Von Chefredakteur Marc Oliver Pick

Von Chefredakteur Marc Oliver Pick

Seit Mittwochabend vergangener Woche ist wieder einmal alles anders, wir haben in Deutschland einen neuen Corona-Maßnahmenplan. Einen Plan, um mehrere Dinge gleichzeitig zu erreichen: der Wirtschaft etwas Gutes tun, die Bevölkerung friedlich zu stimmen und möglicherweise – unbeabsichtigt – die nächste Corona-Welle einzuleiten.

Der neue Plan ist kompakt und passt auf ein DIN-A4-Blatt im Querformat. Was auf den ersten Blick übersichtlich und einfach wirkt, birgt bei genauerem Hinsehen allerdings doch seine Tücken. Es ist irgendwie ein wenig wie beim Mensch-ärgere-dich-nicht-Spiel: Ein einfacher Spielplan mit simp­len Regeln (es sei denn, man schafft sich seine eigenen Regeln).

Ein einfacher Spielplan mit simp­len Regeln...

Würfelt man eine Sechs (liegt die Inzidenz unter 50), darf man seine Startposi­tion (seine Wohnung) verlassen, das Spielfeld betreten und sich Schritt für Schritt in Richtung Ziel bewegen (den Einzelhandel, die Gastro­nomie etc.). Je mehr Spieler auf dem Spielfeld gleichzeitig unterwegs sind (je mehr Lockerungen in Kraft treten), desto größer ist die Wahrscheinlichkeit, rausgeworfen zu werden (sich irgendwo anzustecken). Dann muss man wieder an die Startposition (nach Hause/in den Lockdown) zurückkehren und auf die nächste Sechs (einen durchschnittlichen Inzidenzwert von unter 100 oder gar 50) warten...

Im ungünstigsten Fall kann dieses Szenario mehrfach in Folge auftreten, bis man seine Spielfiguren irgendwann dichtgedrängt im Ziel versammelt hat (die Pandemie vorüber ist – was laut Einschätzung der WHO vermutlich erst Anfang 2022 der Fall sein wird).

■ AUFGABENSTELLUNG:
Zitieren Sie aus dem obigen Kommentar zum Corona-Maßnahmenplan die Stelle von „Der neue Plan“ bis einschließlich „seine eigenen Regeln).“.

■ DATENSÄTZE:
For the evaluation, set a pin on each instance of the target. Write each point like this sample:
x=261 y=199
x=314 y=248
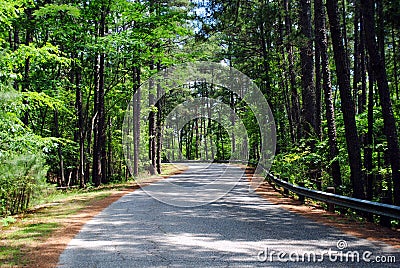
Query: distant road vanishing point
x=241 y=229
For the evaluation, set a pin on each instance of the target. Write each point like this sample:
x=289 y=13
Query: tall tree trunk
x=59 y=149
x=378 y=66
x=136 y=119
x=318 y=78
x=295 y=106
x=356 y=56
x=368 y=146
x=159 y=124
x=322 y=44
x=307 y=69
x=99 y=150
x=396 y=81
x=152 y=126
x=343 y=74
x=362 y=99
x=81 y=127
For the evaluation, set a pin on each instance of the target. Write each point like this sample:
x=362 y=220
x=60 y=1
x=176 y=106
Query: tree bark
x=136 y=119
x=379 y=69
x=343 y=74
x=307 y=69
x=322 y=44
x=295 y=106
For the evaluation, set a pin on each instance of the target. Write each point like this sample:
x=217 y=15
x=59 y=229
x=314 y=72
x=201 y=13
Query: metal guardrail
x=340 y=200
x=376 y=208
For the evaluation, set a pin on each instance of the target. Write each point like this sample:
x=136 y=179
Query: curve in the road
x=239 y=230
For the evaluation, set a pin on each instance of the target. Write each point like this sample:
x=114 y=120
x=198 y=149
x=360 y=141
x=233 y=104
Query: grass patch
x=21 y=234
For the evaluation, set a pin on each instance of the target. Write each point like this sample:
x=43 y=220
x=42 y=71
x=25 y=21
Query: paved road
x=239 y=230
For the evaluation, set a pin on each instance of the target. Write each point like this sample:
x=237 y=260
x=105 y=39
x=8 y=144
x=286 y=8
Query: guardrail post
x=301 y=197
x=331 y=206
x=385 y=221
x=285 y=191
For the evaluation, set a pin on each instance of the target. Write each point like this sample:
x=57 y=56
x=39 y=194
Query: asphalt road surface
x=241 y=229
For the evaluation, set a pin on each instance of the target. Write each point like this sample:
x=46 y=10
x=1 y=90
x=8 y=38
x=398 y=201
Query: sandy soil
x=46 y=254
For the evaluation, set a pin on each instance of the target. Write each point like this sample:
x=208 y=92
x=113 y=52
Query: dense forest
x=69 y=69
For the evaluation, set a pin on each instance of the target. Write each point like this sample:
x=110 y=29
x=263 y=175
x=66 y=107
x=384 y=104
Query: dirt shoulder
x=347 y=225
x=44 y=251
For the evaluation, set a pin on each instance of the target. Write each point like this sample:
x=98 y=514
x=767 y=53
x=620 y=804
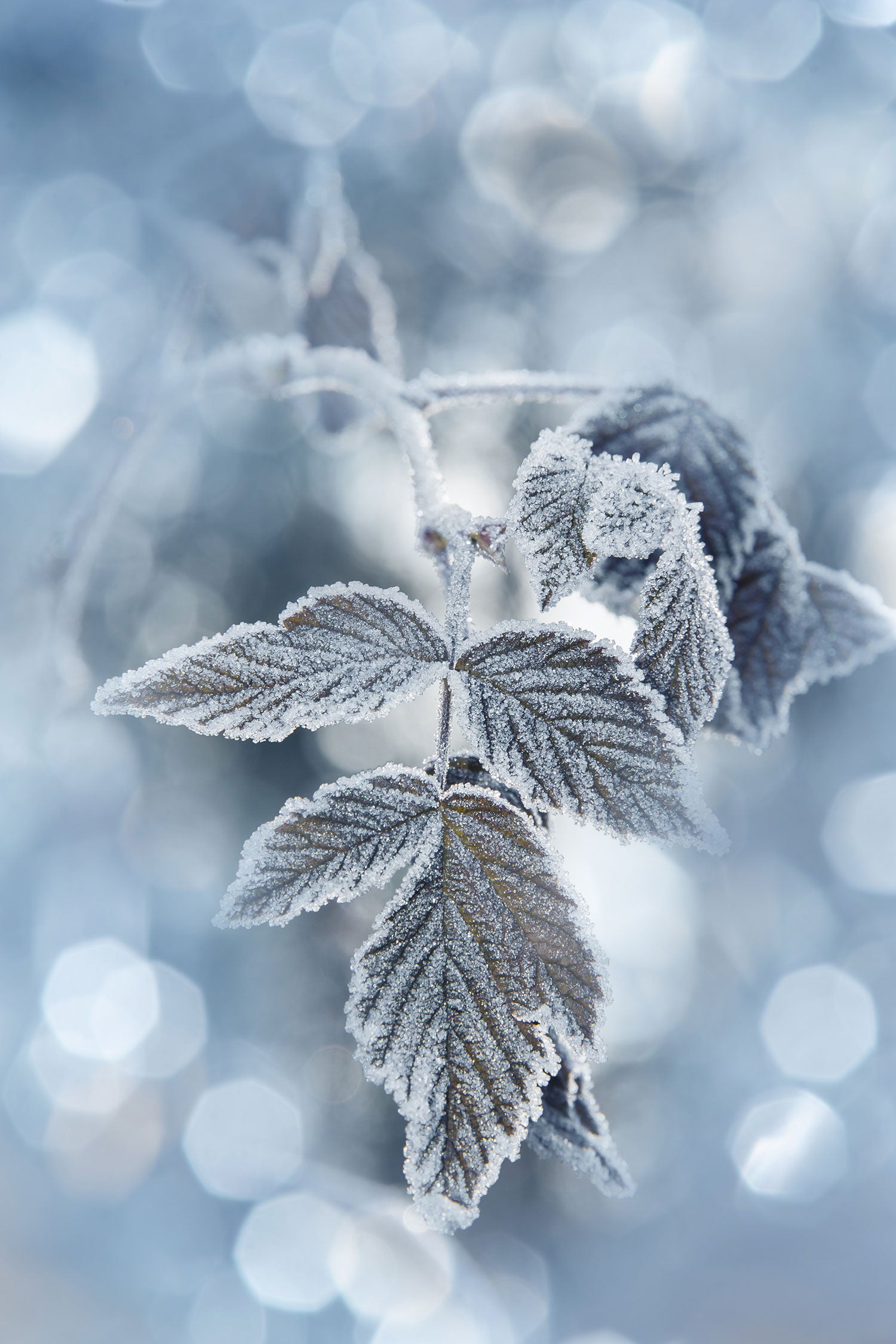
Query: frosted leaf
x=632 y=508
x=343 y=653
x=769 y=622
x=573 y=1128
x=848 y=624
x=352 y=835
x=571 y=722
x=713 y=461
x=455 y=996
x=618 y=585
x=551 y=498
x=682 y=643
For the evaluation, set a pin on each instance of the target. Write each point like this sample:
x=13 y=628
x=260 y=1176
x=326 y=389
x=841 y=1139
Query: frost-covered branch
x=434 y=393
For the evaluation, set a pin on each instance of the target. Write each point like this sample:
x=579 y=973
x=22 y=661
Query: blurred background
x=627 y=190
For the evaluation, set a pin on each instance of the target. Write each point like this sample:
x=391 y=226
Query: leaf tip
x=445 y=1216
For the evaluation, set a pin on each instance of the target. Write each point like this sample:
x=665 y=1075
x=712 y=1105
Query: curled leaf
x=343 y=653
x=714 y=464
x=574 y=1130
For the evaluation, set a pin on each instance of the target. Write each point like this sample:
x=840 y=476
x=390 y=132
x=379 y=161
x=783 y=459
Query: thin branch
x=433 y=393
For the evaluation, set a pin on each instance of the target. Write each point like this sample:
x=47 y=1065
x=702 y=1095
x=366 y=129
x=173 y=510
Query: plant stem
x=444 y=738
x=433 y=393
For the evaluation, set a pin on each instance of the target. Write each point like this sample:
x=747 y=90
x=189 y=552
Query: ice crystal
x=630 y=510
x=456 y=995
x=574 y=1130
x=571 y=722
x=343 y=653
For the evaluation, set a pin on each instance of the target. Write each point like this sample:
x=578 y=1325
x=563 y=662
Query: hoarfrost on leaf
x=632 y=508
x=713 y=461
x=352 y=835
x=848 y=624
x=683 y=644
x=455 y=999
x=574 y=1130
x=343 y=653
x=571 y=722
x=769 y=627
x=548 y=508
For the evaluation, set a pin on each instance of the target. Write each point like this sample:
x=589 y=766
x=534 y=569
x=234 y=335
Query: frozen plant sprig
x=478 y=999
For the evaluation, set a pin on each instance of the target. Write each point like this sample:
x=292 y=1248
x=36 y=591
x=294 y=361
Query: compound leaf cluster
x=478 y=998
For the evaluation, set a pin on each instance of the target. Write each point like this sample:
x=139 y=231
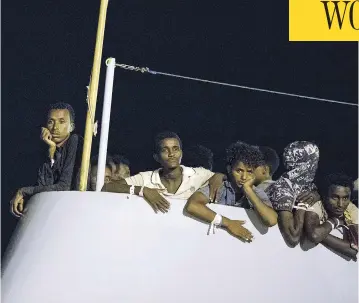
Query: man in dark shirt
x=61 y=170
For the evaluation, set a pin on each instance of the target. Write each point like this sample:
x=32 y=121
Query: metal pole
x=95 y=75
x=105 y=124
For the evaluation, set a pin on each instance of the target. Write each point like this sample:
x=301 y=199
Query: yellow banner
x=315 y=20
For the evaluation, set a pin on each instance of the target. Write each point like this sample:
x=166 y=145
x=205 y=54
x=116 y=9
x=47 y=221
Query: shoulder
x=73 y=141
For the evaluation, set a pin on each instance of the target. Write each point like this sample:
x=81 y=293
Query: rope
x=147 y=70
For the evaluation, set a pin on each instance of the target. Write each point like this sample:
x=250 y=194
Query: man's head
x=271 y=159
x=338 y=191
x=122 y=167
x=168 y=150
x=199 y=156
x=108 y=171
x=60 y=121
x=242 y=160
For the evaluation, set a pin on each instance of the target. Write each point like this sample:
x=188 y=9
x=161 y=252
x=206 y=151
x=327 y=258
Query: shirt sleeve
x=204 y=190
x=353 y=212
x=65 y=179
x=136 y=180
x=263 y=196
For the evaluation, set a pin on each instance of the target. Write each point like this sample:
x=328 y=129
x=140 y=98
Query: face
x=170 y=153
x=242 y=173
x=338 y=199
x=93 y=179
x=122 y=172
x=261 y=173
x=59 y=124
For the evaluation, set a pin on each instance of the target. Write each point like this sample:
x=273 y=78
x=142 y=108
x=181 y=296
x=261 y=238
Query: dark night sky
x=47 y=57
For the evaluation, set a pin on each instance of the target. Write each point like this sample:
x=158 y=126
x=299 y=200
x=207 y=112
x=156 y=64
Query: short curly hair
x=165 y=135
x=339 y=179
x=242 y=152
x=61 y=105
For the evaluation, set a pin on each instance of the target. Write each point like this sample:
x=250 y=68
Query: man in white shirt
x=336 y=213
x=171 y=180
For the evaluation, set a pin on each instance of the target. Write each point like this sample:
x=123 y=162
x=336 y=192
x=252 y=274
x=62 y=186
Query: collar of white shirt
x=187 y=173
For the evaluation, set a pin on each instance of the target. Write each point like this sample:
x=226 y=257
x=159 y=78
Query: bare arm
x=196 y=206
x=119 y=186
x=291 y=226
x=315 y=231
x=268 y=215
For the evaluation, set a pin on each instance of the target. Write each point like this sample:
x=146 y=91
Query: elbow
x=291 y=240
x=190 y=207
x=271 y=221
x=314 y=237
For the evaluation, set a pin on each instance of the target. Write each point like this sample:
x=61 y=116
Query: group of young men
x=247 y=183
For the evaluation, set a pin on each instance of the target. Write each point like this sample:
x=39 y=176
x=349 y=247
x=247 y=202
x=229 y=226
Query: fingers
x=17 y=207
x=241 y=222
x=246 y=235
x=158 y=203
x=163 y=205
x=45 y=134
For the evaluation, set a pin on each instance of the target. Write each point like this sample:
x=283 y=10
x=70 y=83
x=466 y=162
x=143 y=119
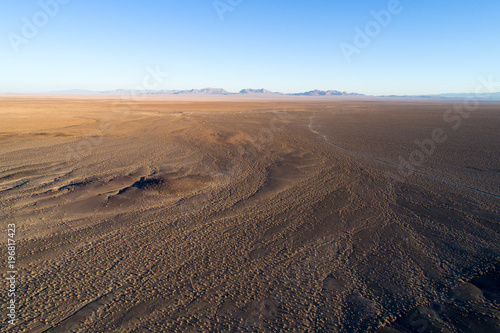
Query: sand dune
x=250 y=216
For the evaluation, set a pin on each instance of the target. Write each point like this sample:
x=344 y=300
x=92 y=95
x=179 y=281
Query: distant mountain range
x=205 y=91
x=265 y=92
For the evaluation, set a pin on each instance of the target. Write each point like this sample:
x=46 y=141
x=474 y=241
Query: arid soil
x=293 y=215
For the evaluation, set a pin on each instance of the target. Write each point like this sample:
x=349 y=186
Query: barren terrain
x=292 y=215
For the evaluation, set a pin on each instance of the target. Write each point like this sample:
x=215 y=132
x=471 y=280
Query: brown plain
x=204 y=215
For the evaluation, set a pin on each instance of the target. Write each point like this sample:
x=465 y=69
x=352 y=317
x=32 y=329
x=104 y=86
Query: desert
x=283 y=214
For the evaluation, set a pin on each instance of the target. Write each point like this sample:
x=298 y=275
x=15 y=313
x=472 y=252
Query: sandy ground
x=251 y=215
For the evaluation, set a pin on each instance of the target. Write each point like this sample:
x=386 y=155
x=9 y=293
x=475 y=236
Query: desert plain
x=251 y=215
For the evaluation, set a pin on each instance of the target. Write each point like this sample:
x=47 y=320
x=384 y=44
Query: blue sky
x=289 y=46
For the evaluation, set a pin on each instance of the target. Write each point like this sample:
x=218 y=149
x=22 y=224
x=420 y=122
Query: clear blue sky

■ ERWARTETE AUSGABE:
Der neue Plan ist kompakt und passt auf ein DIN-A4-Blatt im Querformat. Was auf den ersten Blick übersichtlich und einfach wirkt, birgt bei genauerem Hinsehen allerdings doch seine Tücken. Es ist irgendwie ein wenig wie beim Mensch-ärgere-dich-nicht-Spiel: Ein einfacher Spielplan mit simp­len Regeln (es sei denn, man schafft sich seine eigenen Regeln).